§ PROMPT
In the entries below, rewrite everything from the line containing "Box the rocky shoreline." down to the line containing "261,101,336,112", with "Box" changed to "Outline" each time and everything else left the same.

§ MATERIAL TO PROCESS

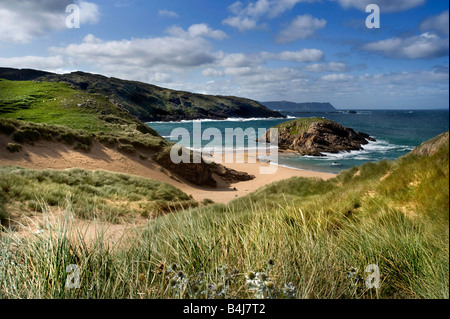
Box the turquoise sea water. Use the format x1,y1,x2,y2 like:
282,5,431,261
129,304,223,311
148,110,449,173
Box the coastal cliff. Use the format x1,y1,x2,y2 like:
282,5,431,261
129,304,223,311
260,118,375,156
0,68,285,122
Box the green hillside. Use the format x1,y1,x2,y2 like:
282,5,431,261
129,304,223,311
0,79,157,135
0,68,284,122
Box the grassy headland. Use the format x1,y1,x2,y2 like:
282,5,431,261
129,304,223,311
0,132,449,298
0,68,283,122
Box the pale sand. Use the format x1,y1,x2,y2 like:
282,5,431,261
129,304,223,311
0,134,336,203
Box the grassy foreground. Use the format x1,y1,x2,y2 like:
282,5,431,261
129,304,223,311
0,132,449,298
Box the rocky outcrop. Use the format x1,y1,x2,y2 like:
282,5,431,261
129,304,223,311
261,118,375,156
211,163,255,182
154,148,255,188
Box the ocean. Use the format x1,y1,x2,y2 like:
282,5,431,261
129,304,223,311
148,110,449,173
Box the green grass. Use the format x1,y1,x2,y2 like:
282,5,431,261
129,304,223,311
275,117,331,135
0,79,146,132
0,134,449,299
0,118,168,151
0,167,198,223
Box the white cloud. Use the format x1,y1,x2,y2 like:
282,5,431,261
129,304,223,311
277,14,327,43
333,0,426,13
202,68,224,77
363,32,449,59
167,23,228,40
320,73,354,82
304,62,349,73
216,51,263,67
261,49,325,63
222,17,261,32
50,35,215,68
420,10,449,37
0,55,70,71
158,10,179,18
222,0,318,31
0,0,100,43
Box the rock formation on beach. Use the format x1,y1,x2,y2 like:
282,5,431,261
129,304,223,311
260,118,375,156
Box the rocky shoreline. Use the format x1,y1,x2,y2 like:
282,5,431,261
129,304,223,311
260,118,376,156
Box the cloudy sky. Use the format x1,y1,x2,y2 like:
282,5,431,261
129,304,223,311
0,0,449,109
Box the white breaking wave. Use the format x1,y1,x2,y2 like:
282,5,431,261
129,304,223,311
323,140,414,160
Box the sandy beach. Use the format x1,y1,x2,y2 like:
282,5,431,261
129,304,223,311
0,135,335,203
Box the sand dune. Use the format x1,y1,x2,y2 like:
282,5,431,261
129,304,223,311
0,135,335,203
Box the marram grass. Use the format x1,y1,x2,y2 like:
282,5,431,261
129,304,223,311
0,134,449,299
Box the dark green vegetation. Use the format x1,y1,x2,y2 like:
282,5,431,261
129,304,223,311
0,79,157,136
0,132,449,298
275,117,332,135
0,167,198,223
0,68,283,121
261,101,336,112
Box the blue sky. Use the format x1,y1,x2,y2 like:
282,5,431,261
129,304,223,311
0,0,449,109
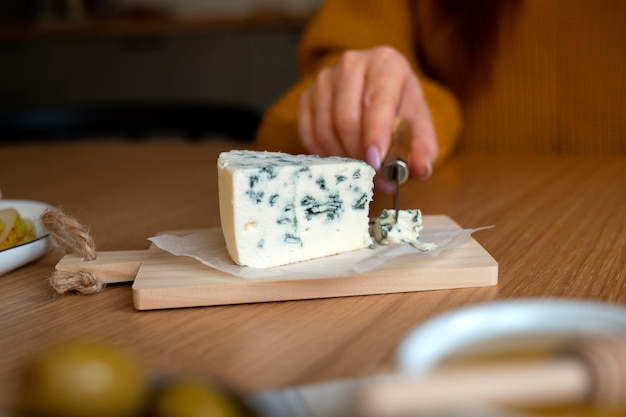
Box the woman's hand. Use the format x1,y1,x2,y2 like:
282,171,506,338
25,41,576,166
298,47,438,179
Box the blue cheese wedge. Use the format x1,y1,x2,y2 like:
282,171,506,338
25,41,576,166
217,150,375,268
370,209,437,252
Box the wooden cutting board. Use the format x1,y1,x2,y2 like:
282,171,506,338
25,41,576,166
56,215,498,310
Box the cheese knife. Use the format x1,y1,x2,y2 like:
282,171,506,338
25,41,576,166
382,117,411,223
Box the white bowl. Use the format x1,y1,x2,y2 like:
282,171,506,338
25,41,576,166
0,200,54,276
396,299,626,375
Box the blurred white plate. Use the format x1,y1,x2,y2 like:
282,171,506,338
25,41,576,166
0,199,54,276
396,299,626,375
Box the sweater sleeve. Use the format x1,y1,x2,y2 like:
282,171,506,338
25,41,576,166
255,0,462,165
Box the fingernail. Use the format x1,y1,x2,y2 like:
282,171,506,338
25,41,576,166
420,159,433,180
365,145,380,171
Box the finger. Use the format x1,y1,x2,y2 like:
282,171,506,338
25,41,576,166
363,49,408,159
332,51,367,158
311,67,345,156
398,77,438,179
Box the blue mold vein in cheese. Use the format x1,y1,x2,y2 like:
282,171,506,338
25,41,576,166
218,150,375,268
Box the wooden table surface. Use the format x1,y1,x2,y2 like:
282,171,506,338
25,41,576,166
0,140,626,409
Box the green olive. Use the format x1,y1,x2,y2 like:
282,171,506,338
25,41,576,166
17,341,147,417
150,378,250,417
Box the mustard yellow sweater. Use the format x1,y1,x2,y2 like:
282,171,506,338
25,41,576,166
256,0,626,159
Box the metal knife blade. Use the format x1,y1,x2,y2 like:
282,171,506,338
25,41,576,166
382,117,411,222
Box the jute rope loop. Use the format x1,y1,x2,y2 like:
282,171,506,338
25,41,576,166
39,210,105,294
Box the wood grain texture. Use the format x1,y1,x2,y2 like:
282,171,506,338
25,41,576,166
0,140,626,407
56,215,498,310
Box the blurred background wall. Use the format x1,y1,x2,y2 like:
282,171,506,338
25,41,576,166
0,0,321,112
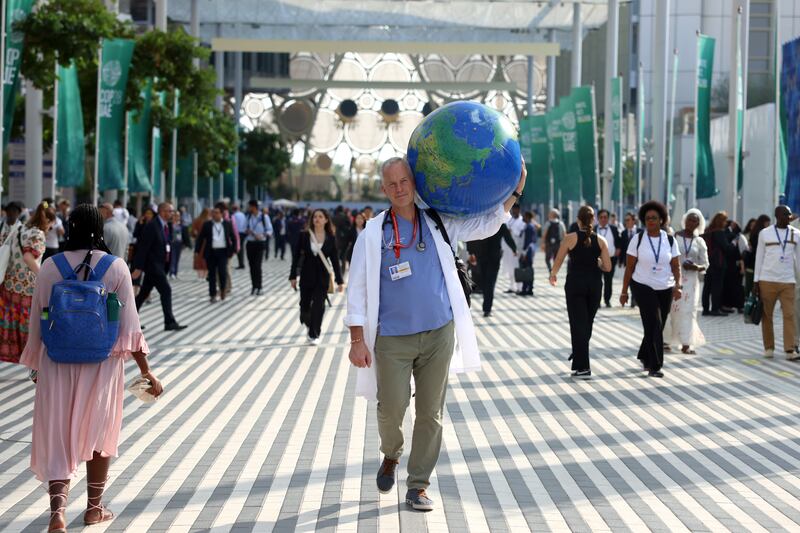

§ RESULT FOR THIS TASK
Outline the rocky shoreline. Use the format x1,y1,x2,y2 like:
282,5,431,261
129,304,223,311
260,118,376,156
Outline the cloudy sky. Use the format x1,y1,x2,y2 like:
282,5,431,261
129,304,223,311
0,0,449,109
Outline the white breaking wave. Use the format x1,y1,x2,y2 like:
282,5,431,261
129,304,223,311
323,140,414,160
Outline the sandy beach. Use the format x1,y1,x2,y2 like:
282,5,431,261
129,304,223,311
0,135,335,203
Outline the sand dune. Use the format x1,y1,x2,y2 like:
282,5,431,261
129,304,223,311
0,135,335,203
Outline the marram grass. Use the format x1,y1,x2,y2 like:
282,5,431,261
129,304,223,311
0,134,449,299
Outline the dark green vegetation. Use the format x1,y1,x2,y2 like:
282,5,431,261
129,304,223,311
0,79,157,136
0,132,449,298
275,117,332,135
0,167,198,223
0,68,283,121
261,101,336,112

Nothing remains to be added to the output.